• Task goal:
Every record here needs to be written out again exactly.

------------

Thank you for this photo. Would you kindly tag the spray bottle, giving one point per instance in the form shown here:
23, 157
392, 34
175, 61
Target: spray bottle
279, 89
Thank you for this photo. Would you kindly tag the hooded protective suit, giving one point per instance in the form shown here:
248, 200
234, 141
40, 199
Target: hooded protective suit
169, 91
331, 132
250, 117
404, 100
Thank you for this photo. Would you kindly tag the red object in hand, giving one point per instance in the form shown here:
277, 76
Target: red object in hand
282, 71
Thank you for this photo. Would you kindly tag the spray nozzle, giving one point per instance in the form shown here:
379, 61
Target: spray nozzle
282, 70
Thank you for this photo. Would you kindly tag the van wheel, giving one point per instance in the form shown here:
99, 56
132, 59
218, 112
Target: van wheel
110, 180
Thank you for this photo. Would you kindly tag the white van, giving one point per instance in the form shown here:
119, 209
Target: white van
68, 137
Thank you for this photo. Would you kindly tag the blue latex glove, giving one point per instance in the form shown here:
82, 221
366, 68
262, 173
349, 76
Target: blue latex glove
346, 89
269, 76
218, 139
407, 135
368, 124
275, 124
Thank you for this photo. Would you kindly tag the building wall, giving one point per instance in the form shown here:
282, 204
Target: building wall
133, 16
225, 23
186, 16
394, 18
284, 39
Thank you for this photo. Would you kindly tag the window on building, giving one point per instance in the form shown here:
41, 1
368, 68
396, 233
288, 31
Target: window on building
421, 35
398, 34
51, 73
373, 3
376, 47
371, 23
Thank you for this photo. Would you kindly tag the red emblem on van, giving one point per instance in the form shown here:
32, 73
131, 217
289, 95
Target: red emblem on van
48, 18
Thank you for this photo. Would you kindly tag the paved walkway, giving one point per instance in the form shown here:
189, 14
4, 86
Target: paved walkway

------------

• Finished exercise:
Thank you for this photo. Would you kindly tag the spray bottle, giving one point per instance in the form shown here:
23, 157
392, 34
175, 61
Target: spray bottle
279, 89
Thank you for this photo. Would you kindly tag the hooded protective suit, giving one point per instance in the form shown here:
248, 200
234, 141
40, 199
Target: hooded protective suit
169, 91
331, 132
250, 117
404, 100
Thank you for this photo. Would you kindly tag the red object in hand, giving one point per instance in the form shown here:
277, 76
Target: red object in hand
282, 71
Thank you for this photo. Would you kindly tag the spray nozzle, giving one point per instance in the form shown here:
379, 61
Target: spray nozzle
282, 70
Thank you for this photo. Would you kindly tag the van wheel, giving one point per instance in the form shown here:
99, 56
132, 59
218, 112
Target: van wheel
110, 180
Thank you for this photo. Would you kindly tag the white van, giving one point per instance in the form shown here:
119, 209
Target: white van
68, 137
Thank you for this photo. Would you kindly tag the blue latex glove, giving one point per instance in the form shown here:
82, 221
366, 68
262, 173
349, 76
Target: blue latex glove
346, 89
269, 76
218, 139
407, 135
368, 124
275, 124
Thank you for this photo. Would you kindly tag the building wall, giving one point per instance in the form shown here:
282, 204
Target: building wall
133, 16
225, 23
186, 16
394, 18
284, 39
Thank you for this photo. Would you kindly tag the window on building, giving one point per instance in the form shown here:
41, 1
368, 68
396, 233
288, 31
Target: window on building
421, 35
398, 34
51, 73
373, 3
376, 47
371, 23
Thank you for this photo. Would you kindly tag the red emblem on van, giving one point per instance in the form shown here:
32, 73
131, 217
289, 95
Target: red emblem on van
48, 18
Thank you for this photo. Would you kindly tag the paved walkway, giving one point per instance in the form shown here:
189, 14
4, 86
Target: paved walkway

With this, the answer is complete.